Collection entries
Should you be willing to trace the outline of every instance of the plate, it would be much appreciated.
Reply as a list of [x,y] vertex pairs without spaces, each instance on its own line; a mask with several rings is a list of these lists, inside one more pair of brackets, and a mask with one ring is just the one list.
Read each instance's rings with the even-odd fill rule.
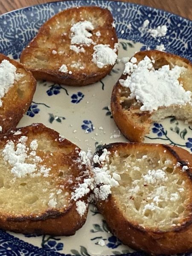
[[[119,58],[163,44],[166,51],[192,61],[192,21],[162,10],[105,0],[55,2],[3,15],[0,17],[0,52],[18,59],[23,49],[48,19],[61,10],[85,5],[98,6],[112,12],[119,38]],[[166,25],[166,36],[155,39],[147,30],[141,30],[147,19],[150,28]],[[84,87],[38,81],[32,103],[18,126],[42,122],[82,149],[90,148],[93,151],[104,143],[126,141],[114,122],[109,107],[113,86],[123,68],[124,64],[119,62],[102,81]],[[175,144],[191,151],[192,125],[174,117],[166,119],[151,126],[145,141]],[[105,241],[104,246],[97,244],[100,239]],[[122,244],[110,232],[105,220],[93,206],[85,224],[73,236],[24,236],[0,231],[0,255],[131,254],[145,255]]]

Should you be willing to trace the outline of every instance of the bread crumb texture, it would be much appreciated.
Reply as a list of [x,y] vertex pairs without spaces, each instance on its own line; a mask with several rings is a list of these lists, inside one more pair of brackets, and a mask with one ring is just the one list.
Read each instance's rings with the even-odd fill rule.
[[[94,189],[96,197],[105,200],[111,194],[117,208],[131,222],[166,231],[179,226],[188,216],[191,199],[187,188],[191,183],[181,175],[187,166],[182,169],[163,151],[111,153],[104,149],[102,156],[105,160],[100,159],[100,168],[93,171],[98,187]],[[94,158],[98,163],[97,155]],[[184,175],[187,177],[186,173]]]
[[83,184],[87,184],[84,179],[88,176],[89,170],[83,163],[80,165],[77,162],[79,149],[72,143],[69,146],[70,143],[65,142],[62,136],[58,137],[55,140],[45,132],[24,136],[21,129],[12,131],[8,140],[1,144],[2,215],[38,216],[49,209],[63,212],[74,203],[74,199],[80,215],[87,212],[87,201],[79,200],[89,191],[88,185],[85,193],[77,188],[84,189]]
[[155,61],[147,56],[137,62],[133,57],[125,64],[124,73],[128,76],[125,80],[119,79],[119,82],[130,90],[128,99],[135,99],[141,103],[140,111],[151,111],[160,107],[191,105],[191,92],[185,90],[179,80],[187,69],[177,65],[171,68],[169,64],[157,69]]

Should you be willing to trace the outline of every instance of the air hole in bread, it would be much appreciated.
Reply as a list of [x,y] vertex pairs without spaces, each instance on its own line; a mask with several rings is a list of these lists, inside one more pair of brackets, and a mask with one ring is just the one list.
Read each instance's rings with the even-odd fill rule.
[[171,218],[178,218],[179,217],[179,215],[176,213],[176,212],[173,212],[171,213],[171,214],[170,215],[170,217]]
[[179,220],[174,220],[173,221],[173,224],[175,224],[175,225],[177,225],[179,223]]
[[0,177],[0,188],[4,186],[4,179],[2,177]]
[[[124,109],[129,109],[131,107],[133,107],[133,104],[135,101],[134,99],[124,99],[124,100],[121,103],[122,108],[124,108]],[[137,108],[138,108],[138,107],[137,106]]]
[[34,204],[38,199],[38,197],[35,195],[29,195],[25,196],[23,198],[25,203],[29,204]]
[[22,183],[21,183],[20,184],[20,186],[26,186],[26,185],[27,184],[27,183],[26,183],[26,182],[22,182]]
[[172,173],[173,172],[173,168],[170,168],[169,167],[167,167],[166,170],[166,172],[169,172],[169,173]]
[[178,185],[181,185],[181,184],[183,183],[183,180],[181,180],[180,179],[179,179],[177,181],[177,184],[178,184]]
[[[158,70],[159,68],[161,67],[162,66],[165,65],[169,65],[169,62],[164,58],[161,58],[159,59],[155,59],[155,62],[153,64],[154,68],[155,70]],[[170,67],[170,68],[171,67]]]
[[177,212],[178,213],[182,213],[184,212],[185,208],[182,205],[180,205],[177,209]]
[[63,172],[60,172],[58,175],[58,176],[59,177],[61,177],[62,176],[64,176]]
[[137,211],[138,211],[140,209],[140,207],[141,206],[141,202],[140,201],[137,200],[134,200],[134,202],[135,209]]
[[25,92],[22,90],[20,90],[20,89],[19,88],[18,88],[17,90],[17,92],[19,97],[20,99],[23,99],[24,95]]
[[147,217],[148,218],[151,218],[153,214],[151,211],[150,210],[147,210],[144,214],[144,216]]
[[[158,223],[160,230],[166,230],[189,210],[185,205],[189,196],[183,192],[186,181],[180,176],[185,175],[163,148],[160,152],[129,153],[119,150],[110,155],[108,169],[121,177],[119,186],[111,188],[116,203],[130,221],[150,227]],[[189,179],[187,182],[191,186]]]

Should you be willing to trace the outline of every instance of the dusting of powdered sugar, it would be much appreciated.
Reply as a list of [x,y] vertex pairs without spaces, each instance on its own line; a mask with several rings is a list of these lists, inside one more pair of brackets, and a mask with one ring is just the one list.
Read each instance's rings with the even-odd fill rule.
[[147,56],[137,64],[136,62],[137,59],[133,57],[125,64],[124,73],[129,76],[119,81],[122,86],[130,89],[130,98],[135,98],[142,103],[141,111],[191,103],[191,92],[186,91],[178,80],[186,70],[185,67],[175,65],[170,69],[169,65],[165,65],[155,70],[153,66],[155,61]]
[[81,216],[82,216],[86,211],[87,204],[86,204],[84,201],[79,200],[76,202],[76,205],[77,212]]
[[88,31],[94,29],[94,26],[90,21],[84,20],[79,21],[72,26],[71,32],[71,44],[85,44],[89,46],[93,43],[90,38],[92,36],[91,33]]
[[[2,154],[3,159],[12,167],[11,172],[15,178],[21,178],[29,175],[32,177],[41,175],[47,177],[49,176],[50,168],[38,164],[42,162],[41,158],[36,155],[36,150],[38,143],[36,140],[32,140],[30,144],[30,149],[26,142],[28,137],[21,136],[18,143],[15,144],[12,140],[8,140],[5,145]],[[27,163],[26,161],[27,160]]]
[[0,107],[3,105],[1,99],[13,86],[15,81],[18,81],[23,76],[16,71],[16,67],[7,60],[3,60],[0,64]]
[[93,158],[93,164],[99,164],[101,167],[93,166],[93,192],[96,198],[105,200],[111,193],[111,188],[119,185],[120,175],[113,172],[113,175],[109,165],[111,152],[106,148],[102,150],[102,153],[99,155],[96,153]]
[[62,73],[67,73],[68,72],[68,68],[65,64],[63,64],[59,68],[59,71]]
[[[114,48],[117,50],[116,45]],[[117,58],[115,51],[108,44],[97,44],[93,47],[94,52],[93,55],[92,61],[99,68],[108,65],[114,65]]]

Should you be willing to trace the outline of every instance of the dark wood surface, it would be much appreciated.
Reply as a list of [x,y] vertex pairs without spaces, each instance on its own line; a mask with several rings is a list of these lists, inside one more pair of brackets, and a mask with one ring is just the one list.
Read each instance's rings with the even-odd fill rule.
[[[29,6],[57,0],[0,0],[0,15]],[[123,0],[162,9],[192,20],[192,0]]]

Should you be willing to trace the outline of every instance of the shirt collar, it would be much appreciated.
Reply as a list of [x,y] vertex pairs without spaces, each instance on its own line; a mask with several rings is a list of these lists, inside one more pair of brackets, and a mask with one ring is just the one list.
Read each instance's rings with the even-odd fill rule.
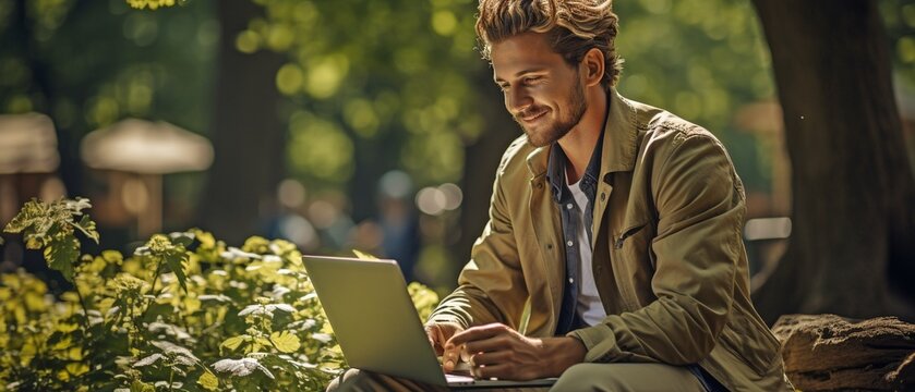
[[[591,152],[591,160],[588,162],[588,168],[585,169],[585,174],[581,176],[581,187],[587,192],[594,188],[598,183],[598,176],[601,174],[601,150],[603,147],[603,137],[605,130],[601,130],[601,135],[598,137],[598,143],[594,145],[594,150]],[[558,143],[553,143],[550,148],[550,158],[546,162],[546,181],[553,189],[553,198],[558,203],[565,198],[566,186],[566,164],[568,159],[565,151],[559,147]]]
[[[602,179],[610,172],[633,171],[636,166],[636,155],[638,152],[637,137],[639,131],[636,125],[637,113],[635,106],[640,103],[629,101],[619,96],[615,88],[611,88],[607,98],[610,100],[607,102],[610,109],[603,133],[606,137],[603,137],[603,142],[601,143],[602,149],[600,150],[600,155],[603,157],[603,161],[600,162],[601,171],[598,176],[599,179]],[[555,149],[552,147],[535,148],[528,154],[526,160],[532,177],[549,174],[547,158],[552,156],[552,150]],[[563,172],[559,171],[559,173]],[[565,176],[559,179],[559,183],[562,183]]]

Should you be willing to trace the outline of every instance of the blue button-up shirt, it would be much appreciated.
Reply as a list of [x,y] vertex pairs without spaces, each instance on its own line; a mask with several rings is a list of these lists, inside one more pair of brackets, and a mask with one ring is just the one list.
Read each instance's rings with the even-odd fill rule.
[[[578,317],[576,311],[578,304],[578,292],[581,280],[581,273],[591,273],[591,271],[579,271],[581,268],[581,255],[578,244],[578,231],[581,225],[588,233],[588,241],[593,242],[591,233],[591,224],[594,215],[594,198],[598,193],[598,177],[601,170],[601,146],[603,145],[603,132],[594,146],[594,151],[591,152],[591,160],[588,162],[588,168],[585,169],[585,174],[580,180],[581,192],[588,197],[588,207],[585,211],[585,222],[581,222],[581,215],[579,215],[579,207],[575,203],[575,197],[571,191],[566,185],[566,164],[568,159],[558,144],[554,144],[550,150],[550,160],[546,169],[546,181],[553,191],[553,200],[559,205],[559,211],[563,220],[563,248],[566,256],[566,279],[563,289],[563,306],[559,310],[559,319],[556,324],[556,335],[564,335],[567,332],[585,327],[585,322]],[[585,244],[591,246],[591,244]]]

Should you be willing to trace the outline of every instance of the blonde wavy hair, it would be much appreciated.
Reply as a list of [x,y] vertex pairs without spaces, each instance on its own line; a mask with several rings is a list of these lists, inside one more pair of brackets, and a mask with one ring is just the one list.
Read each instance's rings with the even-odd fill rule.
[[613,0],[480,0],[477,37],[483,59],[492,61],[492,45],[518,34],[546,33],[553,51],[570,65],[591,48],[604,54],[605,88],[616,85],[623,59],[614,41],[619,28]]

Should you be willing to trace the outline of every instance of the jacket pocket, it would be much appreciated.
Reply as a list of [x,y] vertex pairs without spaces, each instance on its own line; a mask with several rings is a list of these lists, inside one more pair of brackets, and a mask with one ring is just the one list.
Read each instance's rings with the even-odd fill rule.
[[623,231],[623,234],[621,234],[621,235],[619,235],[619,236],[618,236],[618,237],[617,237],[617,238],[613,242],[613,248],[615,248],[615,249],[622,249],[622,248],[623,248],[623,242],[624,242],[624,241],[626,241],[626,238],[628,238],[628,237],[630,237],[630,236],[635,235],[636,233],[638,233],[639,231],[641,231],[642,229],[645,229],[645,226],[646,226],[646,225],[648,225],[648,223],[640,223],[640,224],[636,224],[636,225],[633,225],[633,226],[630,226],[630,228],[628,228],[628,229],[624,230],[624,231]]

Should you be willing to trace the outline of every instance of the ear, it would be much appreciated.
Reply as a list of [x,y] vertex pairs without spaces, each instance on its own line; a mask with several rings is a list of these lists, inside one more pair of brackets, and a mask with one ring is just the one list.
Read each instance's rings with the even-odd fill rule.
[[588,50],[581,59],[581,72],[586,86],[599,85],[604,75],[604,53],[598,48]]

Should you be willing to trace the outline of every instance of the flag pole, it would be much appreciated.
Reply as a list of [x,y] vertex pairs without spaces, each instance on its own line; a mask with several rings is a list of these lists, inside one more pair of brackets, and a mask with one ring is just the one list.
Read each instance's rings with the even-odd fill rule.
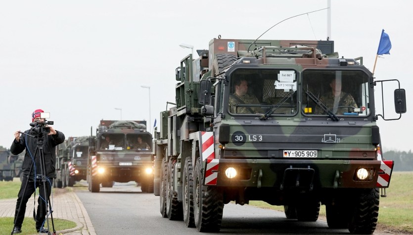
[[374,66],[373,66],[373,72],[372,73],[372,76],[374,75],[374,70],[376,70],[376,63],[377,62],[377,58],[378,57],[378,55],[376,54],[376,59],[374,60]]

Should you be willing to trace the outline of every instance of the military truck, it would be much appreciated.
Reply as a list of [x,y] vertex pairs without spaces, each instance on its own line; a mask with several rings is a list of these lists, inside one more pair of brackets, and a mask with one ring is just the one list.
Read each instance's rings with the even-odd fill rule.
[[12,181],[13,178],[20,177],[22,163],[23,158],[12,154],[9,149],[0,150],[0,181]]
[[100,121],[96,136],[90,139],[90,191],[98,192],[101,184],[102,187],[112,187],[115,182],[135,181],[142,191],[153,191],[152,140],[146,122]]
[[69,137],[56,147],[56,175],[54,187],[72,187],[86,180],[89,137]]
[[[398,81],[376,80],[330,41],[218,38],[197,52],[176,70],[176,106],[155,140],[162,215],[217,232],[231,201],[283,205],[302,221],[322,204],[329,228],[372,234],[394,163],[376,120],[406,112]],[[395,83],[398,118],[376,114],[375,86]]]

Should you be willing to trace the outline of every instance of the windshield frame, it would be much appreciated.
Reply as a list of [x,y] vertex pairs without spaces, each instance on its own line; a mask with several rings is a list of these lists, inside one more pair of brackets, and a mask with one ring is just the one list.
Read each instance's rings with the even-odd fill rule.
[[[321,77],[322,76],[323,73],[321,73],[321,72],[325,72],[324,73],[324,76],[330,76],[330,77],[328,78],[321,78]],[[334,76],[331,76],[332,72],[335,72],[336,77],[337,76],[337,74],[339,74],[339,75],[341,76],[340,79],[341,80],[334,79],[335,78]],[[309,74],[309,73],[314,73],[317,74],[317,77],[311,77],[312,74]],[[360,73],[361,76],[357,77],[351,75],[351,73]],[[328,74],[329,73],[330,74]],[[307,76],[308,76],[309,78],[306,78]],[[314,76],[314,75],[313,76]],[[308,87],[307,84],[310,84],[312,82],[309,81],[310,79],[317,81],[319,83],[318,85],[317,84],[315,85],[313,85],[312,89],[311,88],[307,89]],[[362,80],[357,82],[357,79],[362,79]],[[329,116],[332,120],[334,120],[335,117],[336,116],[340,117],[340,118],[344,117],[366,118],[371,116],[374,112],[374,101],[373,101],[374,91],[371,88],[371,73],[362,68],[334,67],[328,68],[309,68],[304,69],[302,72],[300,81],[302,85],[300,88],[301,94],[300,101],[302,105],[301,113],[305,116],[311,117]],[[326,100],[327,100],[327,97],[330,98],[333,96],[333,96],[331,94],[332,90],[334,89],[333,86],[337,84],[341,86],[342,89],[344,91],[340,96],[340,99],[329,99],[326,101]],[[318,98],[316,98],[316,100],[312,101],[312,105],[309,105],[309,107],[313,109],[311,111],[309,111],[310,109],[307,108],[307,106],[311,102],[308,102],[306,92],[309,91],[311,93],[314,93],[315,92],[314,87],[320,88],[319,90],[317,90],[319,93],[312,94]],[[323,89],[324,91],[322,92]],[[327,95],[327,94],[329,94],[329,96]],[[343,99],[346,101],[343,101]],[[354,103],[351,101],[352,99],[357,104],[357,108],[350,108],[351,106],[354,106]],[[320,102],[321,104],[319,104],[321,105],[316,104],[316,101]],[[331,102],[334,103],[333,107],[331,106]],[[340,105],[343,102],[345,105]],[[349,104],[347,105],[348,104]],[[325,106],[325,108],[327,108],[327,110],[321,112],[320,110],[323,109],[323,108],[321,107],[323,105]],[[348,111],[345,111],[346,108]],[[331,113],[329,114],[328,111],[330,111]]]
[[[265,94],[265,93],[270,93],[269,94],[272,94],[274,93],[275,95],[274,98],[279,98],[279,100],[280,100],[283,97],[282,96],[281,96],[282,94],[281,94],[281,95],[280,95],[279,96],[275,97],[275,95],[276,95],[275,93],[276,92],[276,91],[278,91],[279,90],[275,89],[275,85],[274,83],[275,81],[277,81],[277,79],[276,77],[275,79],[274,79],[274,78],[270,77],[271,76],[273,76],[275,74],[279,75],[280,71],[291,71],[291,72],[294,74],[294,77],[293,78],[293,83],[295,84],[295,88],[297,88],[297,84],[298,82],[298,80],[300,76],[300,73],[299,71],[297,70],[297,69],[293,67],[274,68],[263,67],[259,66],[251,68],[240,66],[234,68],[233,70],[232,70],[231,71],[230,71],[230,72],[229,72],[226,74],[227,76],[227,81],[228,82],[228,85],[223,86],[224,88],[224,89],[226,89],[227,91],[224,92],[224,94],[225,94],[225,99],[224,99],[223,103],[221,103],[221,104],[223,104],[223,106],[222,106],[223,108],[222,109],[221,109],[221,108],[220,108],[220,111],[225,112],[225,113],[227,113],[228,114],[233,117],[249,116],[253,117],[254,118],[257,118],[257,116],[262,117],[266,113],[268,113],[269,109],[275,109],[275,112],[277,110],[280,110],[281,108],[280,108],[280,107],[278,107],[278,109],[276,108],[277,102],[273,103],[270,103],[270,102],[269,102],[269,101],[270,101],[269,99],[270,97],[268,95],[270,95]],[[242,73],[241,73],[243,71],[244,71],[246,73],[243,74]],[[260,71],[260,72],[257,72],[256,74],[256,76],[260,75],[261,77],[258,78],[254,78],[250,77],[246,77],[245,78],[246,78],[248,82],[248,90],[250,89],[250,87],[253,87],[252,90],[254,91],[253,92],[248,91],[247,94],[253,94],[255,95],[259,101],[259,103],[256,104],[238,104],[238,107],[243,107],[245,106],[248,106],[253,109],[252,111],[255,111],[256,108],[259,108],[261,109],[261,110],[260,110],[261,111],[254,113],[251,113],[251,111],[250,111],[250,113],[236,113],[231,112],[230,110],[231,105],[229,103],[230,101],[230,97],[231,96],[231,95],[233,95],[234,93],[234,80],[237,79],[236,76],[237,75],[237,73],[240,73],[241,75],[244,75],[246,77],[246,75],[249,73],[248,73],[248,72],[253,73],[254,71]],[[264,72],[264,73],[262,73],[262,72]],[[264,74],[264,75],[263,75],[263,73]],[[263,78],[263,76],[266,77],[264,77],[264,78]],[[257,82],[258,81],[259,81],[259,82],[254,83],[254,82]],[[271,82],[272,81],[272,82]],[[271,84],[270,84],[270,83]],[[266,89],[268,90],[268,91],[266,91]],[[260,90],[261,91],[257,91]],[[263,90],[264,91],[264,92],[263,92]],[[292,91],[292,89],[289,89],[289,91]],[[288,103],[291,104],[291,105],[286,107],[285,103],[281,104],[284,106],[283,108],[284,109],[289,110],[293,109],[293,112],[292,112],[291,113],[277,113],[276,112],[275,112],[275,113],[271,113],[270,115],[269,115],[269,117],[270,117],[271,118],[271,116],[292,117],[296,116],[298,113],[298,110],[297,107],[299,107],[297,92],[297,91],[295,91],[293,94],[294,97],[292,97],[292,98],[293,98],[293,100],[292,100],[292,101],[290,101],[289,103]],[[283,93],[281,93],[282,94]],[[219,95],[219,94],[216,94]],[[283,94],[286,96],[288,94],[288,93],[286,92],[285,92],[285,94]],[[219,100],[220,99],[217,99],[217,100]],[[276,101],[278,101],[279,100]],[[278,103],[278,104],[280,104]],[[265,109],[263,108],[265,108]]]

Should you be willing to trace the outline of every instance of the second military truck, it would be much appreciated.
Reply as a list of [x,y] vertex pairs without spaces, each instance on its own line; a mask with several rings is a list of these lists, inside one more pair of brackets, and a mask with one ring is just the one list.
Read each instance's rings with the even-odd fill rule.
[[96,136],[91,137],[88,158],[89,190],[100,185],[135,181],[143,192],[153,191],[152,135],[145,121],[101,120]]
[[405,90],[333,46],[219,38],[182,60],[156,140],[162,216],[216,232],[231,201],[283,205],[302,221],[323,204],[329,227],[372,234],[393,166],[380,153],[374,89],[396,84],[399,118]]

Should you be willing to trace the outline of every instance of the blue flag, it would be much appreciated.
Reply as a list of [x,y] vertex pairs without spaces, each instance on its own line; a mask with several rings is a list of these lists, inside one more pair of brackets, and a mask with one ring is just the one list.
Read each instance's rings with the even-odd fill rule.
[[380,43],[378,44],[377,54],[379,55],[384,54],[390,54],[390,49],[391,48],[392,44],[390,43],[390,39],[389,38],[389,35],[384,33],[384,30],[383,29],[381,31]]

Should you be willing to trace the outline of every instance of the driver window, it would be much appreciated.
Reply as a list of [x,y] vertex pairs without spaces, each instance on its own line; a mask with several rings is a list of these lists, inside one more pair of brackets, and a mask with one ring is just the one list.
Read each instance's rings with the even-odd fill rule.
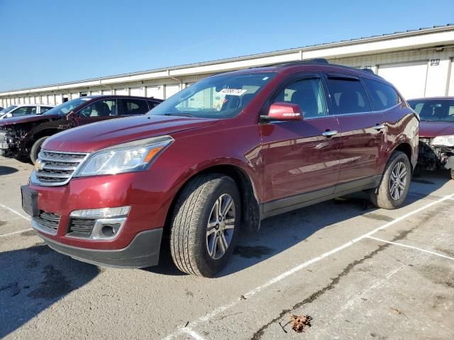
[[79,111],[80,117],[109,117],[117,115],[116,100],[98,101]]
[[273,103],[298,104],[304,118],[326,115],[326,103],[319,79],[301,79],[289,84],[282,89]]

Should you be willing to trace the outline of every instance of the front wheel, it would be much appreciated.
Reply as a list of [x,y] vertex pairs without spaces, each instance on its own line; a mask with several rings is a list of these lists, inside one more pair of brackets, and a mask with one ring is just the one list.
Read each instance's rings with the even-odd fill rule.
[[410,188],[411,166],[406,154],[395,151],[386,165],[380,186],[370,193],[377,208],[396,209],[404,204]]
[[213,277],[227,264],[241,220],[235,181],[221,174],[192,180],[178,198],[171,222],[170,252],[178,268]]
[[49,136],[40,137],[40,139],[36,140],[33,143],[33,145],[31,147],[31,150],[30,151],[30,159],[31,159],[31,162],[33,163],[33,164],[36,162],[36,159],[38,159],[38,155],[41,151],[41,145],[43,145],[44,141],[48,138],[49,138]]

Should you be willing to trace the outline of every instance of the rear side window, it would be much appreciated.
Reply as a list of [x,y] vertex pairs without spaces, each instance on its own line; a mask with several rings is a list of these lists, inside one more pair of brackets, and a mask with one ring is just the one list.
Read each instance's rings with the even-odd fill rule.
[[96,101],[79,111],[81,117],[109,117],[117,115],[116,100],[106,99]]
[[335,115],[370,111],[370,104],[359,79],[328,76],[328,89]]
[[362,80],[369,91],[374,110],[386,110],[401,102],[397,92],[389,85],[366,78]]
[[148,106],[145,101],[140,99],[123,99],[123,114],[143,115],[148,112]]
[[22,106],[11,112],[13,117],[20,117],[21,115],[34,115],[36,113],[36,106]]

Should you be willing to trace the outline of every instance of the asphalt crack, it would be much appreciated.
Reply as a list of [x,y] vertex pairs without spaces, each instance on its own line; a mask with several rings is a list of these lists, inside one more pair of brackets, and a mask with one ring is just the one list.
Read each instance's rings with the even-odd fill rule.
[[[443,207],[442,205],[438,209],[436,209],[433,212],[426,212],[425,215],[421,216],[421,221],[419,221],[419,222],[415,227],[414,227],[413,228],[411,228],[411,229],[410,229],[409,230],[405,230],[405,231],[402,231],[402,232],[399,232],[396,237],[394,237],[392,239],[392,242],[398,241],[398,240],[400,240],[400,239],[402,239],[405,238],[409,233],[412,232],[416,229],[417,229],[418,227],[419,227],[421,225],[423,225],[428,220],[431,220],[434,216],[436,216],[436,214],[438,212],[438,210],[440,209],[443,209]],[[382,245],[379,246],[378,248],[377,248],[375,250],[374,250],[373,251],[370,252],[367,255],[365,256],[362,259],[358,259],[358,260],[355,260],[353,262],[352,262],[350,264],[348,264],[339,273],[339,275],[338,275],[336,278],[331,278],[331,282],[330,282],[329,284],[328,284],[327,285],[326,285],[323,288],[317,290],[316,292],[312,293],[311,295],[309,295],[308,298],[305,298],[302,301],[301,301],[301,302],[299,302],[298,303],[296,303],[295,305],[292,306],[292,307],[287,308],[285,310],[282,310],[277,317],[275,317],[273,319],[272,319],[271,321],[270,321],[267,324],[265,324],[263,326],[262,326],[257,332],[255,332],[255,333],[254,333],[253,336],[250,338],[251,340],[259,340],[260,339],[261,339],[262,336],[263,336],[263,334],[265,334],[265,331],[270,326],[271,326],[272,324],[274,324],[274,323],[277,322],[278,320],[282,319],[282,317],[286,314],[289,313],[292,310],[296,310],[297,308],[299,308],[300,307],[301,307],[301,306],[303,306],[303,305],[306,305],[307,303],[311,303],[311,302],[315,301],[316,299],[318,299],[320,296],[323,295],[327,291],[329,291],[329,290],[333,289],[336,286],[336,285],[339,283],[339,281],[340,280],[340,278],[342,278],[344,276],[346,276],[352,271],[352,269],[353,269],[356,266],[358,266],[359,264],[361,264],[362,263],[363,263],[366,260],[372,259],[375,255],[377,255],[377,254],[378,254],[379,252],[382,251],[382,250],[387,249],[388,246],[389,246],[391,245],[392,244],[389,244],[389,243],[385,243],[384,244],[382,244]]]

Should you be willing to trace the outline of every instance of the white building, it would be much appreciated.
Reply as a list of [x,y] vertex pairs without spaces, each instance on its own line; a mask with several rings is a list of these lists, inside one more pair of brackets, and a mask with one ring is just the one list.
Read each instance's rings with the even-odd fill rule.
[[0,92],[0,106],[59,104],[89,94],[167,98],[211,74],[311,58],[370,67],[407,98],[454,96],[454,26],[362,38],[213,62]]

▶ **Stated task**
Could you give again exactly the lines from the line containing "building, it would be much appreciated." through the final line of the data above, and no others?

▶ **Exercise result**
Should you be willing to trace the outline of every instance of the white building, it would be much appreciated.
Reply as a list of [x,y] vertex pairs without spaces, each instance on its own line; a mask with several rings is a list of these lists, inside one more pair of brackets, and a mask with one ring is just the one list.
Read each instance's rings with the even-odd fill rule.
[[0,92],[0,106],[59,104],[89,94],[167,98],[211,74],[311,58],[370,67],[407,98],[454,96],[454,26],[362,38],[213,62]]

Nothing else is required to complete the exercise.